**Set problem**
Please lay out the lines as a numbered list, from the first line of the records up to and including the line with "top-left (0, 220), bottom-right (600, 232)", leaving out any blank lines.

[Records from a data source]
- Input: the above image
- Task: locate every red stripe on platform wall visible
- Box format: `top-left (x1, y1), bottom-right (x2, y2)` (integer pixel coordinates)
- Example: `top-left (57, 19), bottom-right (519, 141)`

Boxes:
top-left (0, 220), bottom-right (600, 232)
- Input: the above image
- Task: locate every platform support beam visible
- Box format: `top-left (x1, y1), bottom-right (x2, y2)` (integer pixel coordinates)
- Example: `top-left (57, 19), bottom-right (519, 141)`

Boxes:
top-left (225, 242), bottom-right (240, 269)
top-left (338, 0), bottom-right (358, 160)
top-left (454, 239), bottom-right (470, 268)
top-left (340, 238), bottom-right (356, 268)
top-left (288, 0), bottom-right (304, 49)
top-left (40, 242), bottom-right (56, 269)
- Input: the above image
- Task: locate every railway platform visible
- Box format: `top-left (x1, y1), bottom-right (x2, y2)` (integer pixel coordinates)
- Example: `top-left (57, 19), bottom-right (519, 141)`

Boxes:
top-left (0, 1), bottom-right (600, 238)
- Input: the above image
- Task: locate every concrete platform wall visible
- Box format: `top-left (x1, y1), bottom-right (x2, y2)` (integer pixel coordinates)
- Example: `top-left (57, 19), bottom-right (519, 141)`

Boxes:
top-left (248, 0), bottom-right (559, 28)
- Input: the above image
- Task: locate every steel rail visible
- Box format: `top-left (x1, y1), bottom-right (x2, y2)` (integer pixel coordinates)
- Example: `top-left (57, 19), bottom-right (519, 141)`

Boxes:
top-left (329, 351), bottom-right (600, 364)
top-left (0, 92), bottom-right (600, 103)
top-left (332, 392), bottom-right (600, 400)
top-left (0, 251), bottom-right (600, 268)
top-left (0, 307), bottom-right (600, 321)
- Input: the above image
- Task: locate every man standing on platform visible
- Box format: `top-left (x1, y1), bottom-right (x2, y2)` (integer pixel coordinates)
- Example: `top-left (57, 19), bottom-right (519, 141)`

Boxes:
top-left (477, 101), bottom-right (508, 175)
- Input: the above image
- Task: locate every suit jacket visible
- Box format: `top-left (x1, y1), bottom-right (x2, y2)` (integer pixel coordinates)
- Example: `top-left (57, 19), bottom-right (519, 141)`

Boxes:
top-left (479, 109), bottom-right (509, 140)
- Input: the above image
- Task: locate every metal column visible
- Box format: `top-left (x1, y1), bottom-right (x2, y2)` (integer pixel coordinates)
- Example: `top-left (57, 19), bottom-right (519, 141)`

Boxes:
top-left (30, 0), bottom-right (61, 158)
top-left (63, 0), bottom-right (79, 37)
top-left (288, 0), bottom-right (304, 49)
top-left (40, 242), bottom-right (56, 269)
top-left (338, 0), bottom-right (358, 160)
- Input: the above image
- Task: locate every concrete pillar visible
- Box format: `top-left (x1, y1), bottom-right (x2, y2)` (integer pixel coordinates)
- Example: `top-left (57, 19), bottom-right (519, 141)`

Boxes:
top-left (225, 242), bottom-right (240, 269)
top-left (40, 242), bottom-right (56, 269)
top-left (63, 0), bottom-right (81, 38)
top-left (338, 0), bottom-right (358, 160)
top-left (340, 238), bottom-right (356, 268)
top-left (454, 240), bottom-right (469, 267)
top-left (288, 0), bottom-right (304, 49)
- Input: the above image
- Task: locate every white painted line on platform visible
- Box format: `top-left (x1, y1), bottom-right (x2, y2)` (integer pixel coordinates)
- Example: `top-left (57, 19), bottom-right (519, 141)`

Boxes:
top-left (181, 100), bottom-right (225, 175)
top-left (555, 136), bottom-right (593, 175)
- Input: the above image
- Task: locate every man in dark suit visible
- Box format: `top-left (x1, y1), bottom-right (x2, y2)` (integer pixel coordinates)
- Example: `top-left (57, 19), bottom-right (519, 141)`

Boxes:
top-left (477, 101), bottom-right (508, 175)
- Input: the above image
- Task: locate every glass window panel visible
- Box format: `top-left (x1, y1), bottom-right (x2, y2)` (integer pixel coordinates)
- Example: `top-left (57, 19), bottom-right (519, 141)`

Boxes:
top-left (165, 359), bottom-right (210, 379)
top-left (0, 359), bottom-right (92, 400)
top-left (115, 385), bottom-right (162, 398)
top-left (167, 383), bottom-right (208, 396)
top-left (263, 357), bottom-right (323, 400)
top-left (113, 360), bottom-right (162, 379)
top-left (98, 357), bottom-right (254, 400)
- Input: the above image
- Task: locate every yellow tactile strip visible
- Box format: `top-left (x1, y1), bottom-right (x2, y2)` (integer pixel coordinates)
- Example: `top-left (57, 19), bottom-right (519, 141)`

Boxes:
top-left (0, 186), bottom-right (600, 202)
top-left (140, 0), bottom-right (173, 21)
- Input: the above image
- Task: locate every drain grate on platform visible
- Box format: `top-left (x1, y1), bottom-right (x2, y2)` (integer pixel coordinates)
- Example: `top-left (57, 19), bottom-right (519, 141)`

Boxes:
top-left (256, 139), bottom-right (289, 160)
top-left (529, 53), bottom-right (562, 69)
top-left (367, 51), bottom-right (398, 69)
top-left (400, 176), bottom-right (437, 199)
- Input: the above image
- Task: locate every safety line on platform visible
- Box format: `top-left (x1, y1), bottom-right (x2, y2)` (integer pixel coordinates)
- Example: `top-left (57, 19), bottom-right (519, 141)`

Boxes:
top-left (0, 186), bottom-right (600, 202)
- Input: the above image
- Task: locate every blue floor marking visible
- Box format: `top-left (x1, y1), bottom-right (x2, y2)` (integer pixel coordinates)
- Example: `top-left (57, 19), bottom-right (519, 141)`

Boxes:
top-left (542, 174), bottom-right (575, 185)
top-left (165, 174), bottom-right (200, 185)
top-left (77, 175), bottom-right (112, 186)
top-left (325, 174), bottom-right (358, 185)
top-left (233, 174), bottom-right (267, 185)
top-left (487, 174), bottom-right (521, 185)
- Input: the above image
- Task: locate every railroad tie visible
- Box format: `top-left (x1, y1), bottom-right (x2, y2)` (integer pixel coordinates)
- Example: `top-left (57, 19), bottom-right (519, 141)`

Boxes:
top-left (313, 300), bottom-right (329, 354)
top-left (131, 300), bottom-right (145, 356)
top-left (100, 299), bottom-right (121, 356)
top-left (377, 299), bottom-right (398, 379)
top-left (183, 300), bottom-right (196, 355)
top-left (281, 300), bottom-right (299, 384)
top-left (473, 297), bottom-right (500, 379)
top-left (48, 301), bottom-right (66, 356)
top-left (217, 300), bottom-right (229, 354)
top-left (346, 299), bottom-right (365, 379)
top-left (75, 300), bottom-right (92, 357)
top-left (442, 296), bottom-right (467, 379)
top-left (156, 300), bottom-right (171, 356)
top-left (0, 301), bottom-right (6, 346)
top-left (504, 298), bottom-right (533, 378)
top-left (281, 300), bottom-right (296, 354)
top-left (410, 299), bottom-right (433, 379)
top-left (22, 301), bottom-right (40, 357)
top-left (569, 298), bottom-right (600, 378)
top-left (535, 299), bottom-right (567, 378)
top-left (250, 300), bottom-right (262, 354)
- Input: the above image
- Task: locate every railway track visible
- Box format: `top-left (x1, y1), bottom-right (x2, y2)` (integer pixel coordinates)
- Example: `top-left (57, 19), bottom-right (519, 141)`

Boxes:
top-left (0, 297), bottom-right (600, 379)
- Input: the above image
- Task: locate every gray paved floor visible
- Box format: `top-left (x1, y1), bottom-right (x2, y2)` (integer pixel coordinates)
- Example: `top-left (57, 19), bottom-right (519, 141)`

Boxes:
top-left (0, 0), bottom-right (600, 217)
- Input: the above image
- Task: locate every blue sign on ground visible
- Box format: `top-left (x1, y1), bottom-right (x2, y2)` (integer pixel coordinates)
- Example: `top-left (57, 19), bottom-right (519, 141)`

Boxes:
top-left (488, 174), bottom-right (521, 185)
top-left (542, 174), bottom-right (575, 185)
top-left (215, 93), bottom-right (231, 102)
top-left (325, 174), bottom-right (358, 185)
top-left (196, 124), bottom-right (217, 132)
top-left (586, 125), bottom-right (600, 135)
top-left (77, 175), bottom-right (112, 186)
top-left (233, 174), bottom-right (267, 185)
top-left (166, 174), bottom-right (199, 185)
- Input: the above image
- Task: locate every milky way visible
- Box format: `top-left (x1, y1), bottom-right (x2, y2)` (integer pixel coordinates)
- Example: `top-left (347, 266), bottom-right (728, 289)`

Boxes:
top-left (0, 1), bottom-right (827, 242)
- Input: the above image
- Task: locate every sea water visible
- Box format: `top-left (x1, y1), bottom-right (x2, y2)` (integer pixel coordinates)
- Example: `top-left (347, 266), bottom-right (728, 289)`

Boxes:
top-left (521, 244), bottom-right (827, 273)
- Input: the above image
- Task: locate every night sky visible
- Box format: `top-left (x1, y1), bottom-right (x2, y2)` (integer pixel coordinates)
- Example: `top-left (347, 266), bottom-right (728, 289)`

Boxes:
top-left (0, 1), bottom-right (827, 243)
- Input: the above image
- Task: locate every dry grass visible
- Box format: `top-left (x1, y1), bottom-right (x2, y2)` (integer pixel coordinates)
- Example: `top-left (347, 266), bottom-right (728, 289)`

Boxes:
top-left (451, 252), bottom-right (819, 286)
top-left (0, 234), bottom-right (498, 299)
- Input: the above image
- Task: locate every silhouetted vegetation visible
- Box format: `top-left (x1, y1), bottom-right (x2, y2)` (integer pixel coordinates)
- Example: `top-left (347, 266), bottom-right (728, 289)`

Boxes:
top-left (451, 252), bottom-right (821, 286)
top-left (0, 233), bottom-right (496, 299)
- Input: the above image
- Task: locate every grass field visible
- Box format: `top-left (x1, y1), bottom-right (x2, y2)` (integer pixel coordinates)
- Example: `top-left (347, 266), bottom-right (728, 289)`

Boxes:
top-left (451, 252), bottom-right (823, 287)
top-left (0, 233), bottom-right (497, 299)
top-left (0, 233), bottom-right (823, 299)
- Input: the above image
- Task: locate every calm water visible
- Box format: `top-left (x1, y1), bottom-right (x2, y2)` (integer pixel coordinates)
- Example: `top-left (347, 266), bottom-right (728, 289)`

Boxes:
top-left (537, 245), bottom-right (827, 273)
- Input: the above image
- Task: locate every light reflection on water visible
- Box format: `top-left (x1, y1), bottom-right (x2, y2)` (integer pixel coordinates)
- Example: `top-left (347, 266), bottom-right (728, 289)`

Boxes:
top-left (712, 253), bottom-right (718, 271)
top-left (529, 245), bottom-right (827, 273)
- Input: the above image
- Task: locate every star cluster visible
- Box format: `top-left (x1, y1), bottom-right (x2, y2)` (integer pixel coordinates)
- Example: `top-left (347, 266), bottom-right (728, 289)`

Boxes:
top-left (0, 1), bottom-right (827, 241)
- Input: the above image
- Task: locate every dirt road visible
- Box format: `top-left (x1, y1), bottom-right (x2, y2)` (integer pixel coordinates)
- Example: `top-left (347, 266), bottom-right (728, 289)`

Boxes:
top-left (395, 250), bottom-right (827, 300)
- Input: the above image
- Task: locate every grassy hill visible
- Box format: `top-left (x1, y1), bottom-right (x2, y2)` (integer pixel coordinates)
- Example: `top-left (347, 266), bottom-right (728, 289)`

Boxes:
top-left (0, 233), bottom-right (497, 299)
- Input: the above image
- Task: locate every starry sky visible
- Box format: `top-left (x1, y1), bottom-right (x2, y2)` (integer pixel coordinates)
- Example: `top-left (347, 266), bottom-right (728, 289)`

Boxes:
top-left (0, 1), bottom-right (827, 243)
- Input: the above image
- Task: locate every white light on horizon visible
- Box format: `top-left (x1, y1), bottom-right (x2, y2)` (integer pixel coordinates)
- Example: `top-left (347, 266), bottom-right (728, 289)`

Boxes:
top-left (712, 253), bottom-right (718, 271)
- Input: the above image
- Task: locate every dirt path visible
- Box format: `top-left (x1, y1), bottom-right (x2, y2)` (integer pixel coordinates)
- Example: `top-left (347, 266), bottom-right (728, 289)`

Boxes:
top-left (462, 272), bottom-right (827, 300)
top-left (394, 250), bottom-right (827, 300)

**Task solution**
1. - Input: the above image
2. - Task: locate every red stripe on platform wall visible
3. - Box format: `top-left (x1, y1), bottom-right (x2, y2)` (integer pixel coordinates)
4. - Example: `top-left (57, 19), bottom-right (519, 141)`
5. Boxes:
6. top-left (0, 220), bottom-right (600, 232)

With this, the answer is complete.